**TASK INSTRUCTIONS:**
Locate the line containing "In this exercise you will mark the textured" in the data below. Reproduce it and every following line up to the end, exactly as given.

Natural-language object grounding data
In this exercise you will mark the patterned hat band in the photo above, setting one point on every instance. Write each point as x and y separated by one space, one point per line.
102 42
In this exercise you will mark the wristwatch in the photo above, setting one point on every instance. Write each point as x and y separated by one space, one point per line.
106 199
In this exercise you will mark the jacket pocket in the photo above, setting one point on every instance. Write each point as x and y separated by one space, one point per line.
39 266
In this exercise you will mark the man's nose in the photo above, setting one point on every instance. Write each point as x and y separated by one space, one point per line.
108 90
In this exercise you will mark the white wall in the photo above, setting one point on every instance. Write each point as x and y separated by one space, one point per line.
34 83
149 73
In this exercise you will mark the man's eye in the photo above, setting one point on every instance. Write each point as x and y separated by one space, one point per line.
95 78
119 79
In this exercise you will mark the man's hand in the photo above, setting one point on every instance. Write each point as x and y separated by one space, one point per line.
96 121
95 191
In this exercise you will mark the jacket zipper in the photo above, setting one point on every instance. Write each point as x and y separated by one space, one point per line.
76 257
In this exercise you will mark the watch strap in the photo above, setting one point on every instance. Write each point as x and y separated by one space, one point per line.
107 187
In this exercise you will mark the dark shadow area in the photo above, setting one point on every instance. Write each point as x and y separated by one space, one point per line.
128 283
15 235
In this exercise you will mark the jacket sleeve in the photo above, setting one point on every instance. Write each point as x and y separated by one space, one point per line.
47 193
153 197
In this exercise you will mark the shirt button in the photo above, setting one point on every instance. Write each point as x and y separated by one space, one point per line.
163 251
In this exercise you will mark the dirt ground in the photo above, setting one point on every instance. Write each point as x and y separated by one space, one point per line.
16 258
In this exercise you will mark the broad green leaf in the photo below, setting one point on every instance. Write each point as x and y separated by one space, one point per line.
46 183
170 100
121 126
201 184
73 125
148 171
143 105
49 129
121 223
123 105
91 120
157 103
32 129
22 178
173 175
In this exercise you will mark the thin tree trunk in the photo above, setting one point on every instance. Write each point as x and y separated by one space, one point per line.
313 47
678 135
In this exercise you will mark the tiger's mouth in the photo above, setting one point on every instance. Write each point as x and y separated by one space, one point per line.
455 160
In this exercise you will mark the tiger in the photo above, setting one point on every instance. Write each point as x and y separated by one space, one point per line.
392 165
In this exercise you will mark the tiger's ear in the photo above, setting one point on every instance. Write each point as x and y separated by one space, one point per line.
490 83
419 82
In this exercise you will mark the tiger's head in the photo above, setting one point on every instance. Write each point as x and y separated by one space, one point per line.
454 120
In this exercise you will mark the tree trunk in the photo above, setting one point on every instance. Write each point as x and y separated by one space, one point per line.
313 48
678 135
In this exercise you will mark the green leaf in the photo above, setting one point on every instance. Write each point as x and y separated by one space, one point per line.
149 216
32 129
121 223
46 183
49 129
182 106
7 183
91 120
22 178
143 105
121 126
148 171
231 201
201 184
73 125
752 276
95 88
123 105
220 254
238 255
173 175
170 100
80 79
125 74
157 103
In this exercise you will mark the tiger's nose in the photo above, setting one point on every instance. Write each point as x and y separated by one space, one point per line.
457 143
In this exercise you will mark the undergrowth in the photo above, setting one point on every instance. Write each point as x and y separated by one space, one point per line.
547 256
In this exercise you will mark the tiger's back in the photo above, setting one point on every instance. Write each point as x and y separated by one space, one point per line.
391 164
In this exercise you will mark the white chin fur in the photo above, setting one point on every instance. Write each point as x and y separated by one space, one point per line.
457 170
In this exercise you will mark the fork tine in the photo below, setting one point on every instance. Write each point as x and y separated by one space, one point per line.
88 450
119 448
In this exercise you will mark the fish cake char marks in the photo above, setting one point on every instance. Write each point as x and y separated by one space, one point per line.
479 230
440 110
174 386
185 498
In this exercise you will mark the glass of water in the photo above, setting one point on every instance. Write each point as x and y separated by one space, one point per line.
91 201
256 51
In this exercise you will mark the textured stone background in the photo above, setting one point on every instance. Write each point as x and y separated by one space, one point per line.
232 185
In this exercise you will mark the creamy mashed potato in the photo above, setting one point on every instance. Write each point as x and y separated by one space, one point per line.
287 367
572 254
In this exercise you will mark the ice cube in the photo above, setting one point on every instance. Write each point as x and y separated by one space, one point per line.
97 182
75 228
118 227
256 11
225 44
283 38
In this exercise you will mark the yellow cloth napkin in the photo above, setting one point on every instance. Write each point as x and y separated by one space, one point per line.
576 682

**ANSWER BELOW:**
In this exercise you will mark the textured stone background in the photo above, setting one point on every instance. Write each point as x and y separated by one space, one point per line.
232 185
In this exercise you will mark the creamy mashed potato in the photo above, setting one point on every instance. Write each point as x and y separated by one space, one point per line.
287 367
572 254
In this exercise you will mark the ice cube in the photo above, setting one point on every instance. Write each point as x and y separated by one space, one point per line.
97 182
75 228
118 227
256 11
225 44
283 38
In this exercise you will mark the yellow cloth napkin in the photo above, setting one point on every instance. Write each point as x and y separated by one space, one point per line.
576 682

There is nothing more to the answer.